Every entry must be reproduced word for word.

◆ Referring expression pointing data:
------------------------

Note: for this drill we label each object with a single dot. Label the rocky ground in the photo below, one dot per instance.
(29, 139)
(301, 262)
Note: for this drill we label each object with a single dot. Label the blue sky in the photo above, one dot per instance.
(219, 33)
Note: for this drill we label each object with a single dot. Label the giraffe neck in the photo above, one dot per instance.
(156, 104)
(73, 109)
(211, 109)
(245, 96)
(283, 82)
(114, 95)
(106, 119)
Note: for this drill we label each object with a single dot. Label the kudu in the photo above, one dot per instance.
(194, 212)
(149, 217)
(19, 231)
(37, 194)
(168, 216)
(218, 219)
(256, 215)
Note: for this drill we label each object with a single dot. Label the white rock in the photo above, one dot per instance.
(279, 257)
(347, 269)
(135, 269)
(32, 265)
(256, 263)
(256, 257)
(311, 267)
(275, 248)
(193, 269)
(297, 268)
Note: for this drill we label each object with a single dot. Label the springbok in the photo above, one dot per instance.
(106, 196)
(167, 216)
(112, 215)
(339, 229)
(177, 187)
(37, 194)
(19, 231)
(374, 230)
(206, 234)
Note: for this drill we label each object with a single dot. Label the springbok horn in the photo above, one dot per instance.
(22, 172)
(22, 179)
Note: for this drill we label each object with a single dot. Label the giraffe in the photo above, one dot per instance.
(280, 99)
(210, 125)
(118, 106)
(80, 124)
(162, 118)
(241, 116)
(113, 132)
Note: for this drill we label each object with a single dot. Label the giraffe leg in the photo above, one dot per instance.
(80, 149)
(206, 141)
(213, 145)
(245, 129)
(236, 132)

------------------------

◆ ANSWER FOR THE TASK:
Note: for this drill we label each object with a single dot. Label the rocky ground in the photo below, one dot per instance.
(29, 139)
(301, 262)
Note: for this drill we label each object with a single dot. Label the blue sky in the photo above, one dot per instance.
(219, 33)
Note: for this drill we label each object with a single dot. Label the giraffe neck in the photo above, one dot per instance.
(156, 104)
(73, 109)
(211, 109)
(245, 96)
(283, 82)
(114, 95)
(106, 119)
Note: for this drill we label each object with a single dot. Label the kudu in the photo above, one dot per instance.
(194, 212)
(149, 217)
(19, 231)
(37, 194)
(168, 216)
(218, 219)
(256, 215)
Note: for this drill we label each object with a single dot. Label the white rock in the photo above, one dot per instance.
(279, 257)
(347, 269)
(135, 269)
(32, 265)
(256, 263)
(256, 257)
(311, 267)
(275, 248)
(193, 269)
(297, 268)
Note: for this drill we label each object with a single dot. Label the springbok in the photo above, one dot per instance.
(106, 196)
(167, 216)
(112, 215)
(339, 229)
(177, 187)
(37, 194)
(19, 231)
(374, 230)
(206, 234)
Note: for this drill we label each object with a single dot. Label the springbok horn in the photo above, one dot per instance.
(22, 172)
(22, 179)
Note: for this drill we label each object with a single dot. Label the giraffe in the photo above, one dot per instance.
(280, 99)
(210, 125)
(118, 106)
(80, 124)
(162, 118)
(241, 116)
(113, 132)
Note: for this drill we label each object with a single dot. Label the giraffe leg in the photo above, one dot per instance.
(80, 149)
(206, 141)
(213, 145)
(245, 129)
(236, 132)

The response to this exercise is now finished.